▸ **WHAT IS ASKED**
Output exactly the lines that run from the line with "point: plant stem" to the end of the material, both ends included, and no other lines.

/---

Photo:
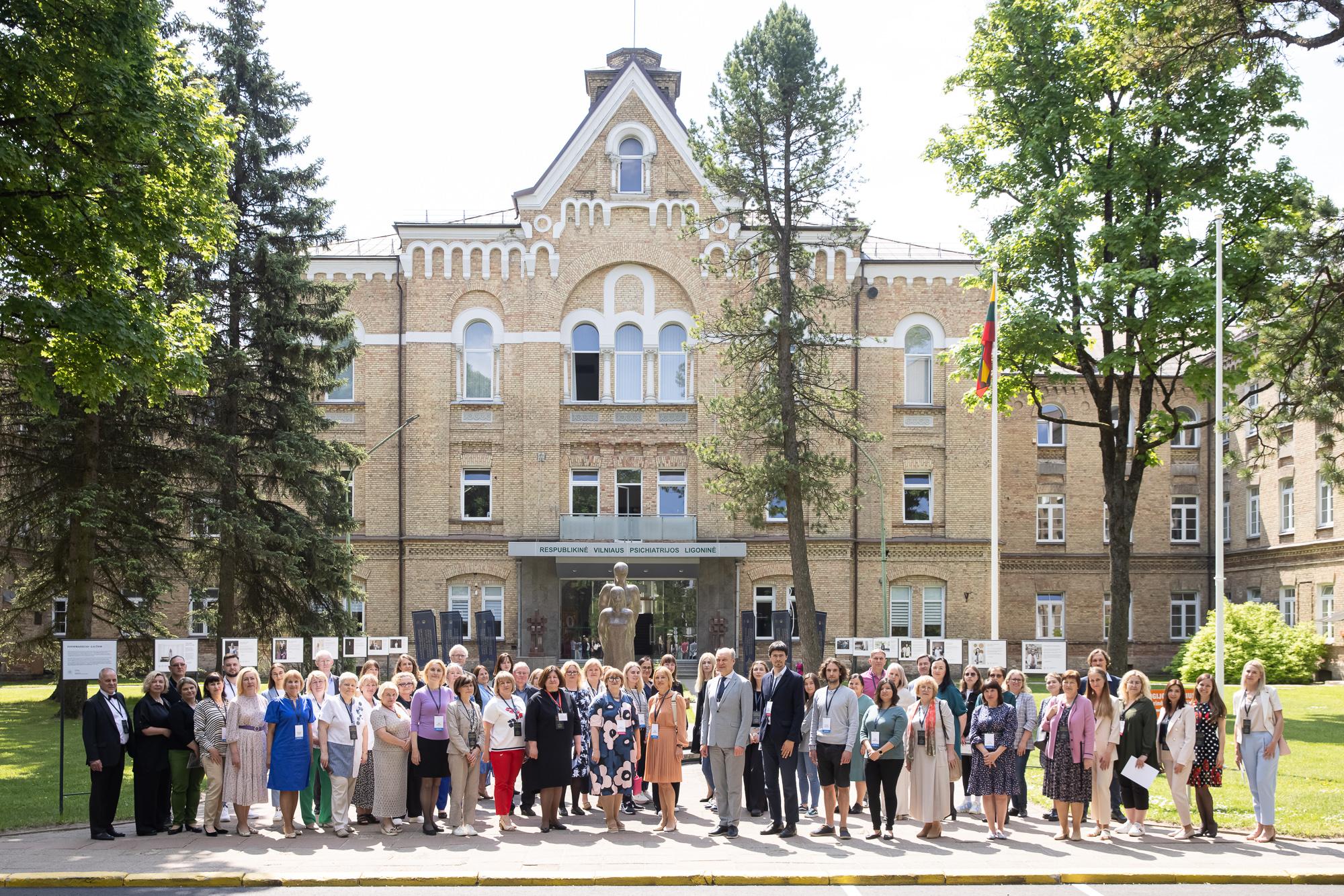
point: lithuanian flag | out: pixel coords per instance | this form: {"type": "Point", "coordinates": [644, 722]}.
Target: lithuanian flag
{"type": "Point", "coordinates": [987, 342]}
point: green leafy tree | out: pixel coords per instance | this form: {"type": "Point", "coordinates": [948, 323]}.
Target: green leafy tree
{"type": "Point", "coordinates": [114, 154]}
{"type": "Point", "coordinates": [1095, 155]}
{"type": "Point", "coordinates": [271, 499]}
{"type": "Point", "coordinates": [1291, 655]}
{"type": "Point", "coordinates": [778, 138]}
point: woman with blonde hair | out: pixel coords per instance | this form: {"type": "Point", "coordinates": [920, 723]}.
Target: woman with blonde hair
{"type": "Point", "coordinates": [1138, 742]}
{"type": "Point", "coordinates": [1107, 725]}
{"type": "Point", "coordinates": [1260, 742]}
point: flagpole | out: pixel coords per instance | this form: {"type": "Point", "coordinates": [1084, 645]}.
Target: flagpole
{"type": "Point", "coordinates": [994, 471]}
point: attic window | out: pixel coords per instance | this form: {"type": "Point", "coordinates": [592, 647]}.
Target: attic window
{"type": "Point", "coordinates": [632, 167]}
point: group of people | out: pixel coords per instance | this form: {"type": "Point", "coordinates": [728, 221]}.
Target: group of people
{"type": "Point", "coordinates": [398, 749]}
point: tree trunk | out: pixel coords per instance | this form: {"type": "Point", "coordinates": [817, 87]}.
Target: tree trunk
{"type": "Point", "coordinates": [80, 559]}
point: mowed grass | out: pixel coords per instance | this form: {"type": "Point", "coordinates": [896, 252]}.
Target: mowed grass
{"type": "Point", "coordinates": [1311, 781]}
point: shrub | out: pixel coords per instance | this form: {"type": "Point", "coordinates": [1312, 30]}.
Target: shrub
{"type": "Point", "coordinates": [1253, 632]}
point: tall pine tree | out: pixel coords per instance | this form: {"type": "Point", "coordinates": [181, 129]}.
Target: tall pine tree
{"type": "Point", "coordinates": [272, 499]}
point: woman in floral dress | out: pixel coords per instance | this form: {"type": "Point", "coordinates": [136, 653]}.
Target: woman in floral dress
{"type": "Point", "coordinates": [615, 750]}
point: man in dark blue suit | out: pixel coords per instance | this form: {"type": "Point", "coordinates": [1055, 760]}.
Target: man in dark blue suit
{"type": "Point", "coordinates": [782, 730]}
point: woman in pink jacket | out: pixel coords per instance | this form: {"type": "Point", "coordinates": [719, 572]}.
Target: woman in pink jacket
{"type": "Point", "coordinates": [1070, 748]}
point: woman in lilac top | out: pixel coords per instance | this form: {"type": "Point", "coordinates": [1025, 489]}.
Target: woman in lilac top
{"type": "Point", "coordinates": [429, 738]}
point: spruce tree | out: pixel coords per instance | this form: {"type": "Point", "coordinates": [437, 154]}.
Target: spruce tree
{"type": "Point", "coordinates": [271, 492]}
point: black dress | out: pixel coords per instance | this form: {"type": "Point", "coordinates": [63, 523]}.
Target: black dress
{"type": "Point", "coordinates": [153, 774]}
{"type": "Point", "coordinates": [554, 740]}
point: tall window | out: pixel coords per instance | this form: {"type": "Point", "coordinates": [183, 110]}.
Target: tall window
{"type": "Point", "coordinates": [919, 366]}
{"type": "Point", "coordinates": [480, 362]}
{"type": "Point", "coordinates": [1325, 611]}
{"type": "Point", "coordinates": [1186, 437]}
{"type": "Point", "coordinates": [673, 363]}
{"type": "Point", "coordinates": [1185, 615]}
{"type": "Point", "coordinates": [1286, 506]}
{"type": "Point", "coordinates": [198, 612]}
{"type": "Point", "coordinates": [630, 365]}
{"type": "Point", "coordinates": [933, 605]}
{"type": "Point", "coordinates": [587, 363]}
{"type": "Point", "coordinates": [671, 492]}
{"type": "Point", "coordinates": [1050, 433]}
{"type": "Point", "coordinates": [584, 487]}
{"type": "Point", "coordinates": [1050, 616]}
{"type": "Point", "coordinates": [1050, 518]}
{"type": "Point", "coordinates": [630, 492]}
{"type": "Point", "coordinates": [632, 167]}
{"type": "Point", "coordinates": [764, 607]}
{"type": "Point", "coordinates": [476, 495]}
{"type": "Point", "coordinates": [919, 498]}
{"type": "Point", "coordinates": [1325, 503]}
{"type": "Point", "coordinates": [901, 601]}
{"type": "Point", "coordinates": [1185, 519]}
{"type": "Point", "coordinates": [493, 600]}
{"type": "Point", "coordinates": [460, 601]}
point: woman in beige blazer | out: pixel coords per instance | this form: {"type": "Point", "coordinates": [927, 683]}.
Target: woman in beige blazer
{"type": "Point", "coordinates": [1107, 714]}
{"type": "Point", "coordinates": [1177, 749]}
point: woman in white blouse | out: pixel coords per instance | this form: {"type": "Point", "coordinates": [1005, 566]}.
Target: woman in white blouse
{"type": "Point", "coordinates": [1177, 749]}
{"type": "Point", "coordinates": [1260, 738]}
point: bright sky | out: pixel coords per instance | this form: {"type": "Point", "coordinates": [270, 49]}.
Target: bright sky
{"type": "Point", "coordinates": [451, 107]}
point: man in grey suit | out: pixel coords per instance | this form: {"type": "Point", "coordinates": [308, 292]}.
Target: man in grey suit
{"type": "Point", "coordinates": [724, 738]}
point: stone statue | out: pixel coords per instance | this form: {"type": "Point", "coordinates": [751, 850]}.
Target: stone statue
{"type": "Point", "coordinates": [616, 621]}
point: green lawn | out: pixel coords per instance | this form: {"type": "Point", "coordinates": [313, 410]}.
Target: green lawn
{"type": "Point", "coordinates": [1311, 782]}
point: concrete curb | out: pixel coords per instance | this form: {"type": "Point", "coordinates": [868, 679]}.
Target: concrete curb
{"type": "Point", "coordinates": [253, 879]}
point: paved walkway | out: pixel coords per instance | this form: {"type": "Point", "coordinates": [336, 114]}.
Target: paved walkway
{"type": "Point", "coordinates": [587, 855]}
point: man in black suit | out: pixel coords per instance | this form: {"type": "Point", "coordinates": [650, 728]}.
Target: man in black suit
{"type": "Point", "coordinates": [107, 731]}
{"type": "Point", "coordinates": [782, 730]}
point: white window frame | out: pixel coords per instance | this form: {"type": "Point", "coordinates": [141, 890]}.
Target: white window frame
{"type": "Point", "coordinates": [1325, 503]}
{"type": "Point", "coordinates": [902, 609]}
{"type": "Point", "coordinates": [1287, 506]}
{"type": "Point", "coordinates": [911, 484]}
{"type": "Point", "coordinates": [1050, 510]}
{"type": "Point", "coordinates": [1185, 529]}
{"type": "Point", "coordinates": [1054, 605]}
{"type": "Point", "coordinates": [490, 492]}
{"type": "Point", "coordinates": [1288, 604]}
{"type": "Point", "coordinates": [933, 597]}
{"type": "Point", "coordinates": [1053, 431]}
{"type": "Point", "coordinates": [1182, 628]}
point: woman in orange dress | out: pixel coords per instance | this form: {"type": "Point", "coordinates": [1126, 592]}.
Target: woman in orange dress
{"type": "Point", "coordinates": [669, 740]}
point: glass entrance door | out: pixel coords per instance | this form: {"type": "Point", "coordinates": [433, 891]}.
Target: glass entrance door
{"type": "Point", "coordinates": [666, 620]}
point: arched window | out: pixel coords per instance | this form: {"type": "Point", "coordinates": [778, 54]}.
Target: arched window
{"type": "Point", "coordinates": [919, 366]}
{"type": "Point", "coordinates": [480, 361]}
{"type": "Point", "coordinates": [630, 365]}
{"type": "Point", "coordinates": [1050, 433]}
{"type": "Point", "coordinates": [1186, 437]}
{"type": "Point", "coordinates": [673, 363]}
{"type": "Point", "coordinates": [587, 363]}
{"type": "Point", "coordinates": [632, 167]}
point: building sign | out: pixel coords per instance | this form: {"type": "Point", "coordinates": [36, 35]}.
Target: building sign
{"type": "Point", "coordinates": [616, 551]}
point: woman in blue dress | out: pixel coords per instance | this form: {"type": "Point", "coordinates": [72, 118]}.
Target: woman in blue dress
{"type": "Point", "coordinates": [616, 752]}
{"type": "Point", "coordinates": [288, 737]}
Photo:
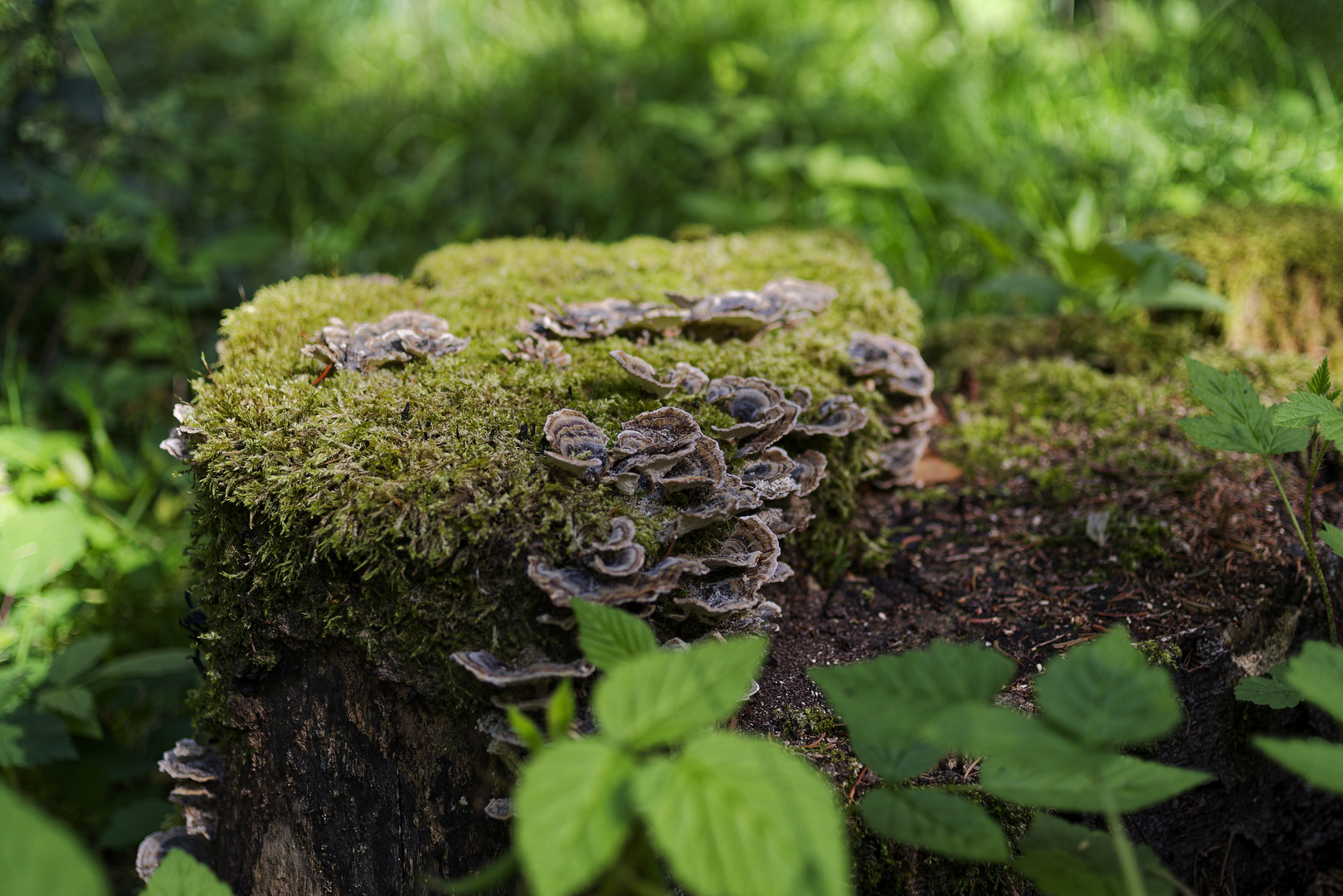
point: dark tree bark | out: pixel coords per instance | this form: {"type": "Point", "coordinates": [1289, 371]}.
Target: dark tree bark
{"type": "Point", "coordinates": [342, 782]}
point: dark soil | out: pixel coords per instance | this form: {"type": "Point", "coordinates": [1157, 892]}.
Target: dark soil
{"type": "Point", "coordinates": [1198, 563]}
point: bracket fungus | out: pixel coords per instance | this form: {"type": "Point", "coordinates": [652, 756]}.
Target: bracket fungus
{"type": "Point", "coordinates": [398, 338]}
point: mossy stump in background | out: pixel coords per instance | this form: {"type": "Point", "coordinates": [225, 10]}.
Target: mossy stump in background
{"type": "Point", "coordinates": [1282, 268]}
{"type": "Point", "coordinates": [356, 529]}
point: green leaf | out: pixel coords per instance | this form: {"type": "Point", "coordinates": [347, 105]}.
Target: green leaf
{"type": "Point", "coordinates": [1238, 422]}
{"type": "Point", "coordinates": [39, 857]}
{"type": "Point", "coordinates": [737, 816]}
{"type": "Point", "coordinates": [1311, 410]}
{"type": "Point", "coordinates": [77, 659]}
{"type": "Point", "coordinates": [45, 738]}
{"type": "Point", "coordinates": [937, 821]}
{"type": "Point", "coordinates": [1106, 694]}
{"type": "Point", "coordinates": [1332, 539]}
{"type": "Point", "coordinates": [664, 696]}
{"type": "Point", "coordinates": [1319, 383]}
{"type": "Point", "coordinates": [149, 664]}
{"type": "Point", "coordinates": [1315, 759]}
{"type": "Point", "coordinates": [571, 816]}
{"type": "Point", "coordinates": [609, 637]}
{"type": "Point", "coordinates": [560, 709]}
{"type": "Point", "coordinates": [69, 702]}
{"type": "Point", "coordinates": [903, 709]}
{"type": "Point", "coordinates": [1069, 860]}
{"type": "Point", "coordinates": [1071, 781]}
{"type": "Point", "coordinates": [1318, 674]}
{"type": "Point", "coordinates": [180, 874]}
{"type": "Point", "coordinates": [1268, 691]}
{"type": "Point", "coordinates": [38, 544]}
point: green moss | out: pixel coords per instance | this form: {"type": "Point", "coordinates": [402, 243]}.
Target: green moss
{"type": "Point", "coordinates": [1282, 266]}
{"type": "Point", "coordinates": [397, 509]}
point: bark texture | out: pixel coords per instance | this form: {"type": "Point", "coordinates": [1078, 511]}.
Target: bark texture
{"type": "Point", "coordinates": [344, 783]}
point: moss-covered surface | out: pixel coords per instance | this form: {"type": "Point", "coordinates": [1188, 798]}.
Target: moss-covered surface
{"type": "Point", "coordinates": [1282, 266]}
{"type": "Point", "coordinates": [398, 509]}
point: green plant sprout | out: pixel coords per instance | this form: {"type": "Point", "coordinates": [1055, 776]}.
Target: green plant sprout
{"type": "Point", "coordinates": [39, 856]}
{"type": "Point", "coordinates": [904, 712]}
{"type": "Point", "coordinates": [728, 815]}
{"type": "Point", "coordinates": [1308, 421]}
{"type": "Point", "coordinates": [1315, 676]}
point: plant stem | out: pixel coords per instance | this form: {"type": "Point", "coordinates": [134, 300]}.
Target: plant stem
{"type": "Point", "coordinates": [1123, 846]}
{"type": "Point", "coordinates": [1306, 543]}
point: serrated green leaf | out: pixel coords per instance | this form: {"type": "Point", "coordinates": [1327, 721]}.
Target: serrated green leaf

\---

▸ **THE RESULT**
point: plant stem | out: pixel coords per instance | this form: {"type": "Point", "coordinates": [134, 300]}.
Target: plant stem
{"type": "Point", "coordinates": [1123, 846]}
{"type": "Point", "coordinates": [1306, 543]}
point: serrated green leaf | out: pixel coords per instance | this form: {"type": "Point", "coordinates": [1327, 721]}.
Target: serrated green leaf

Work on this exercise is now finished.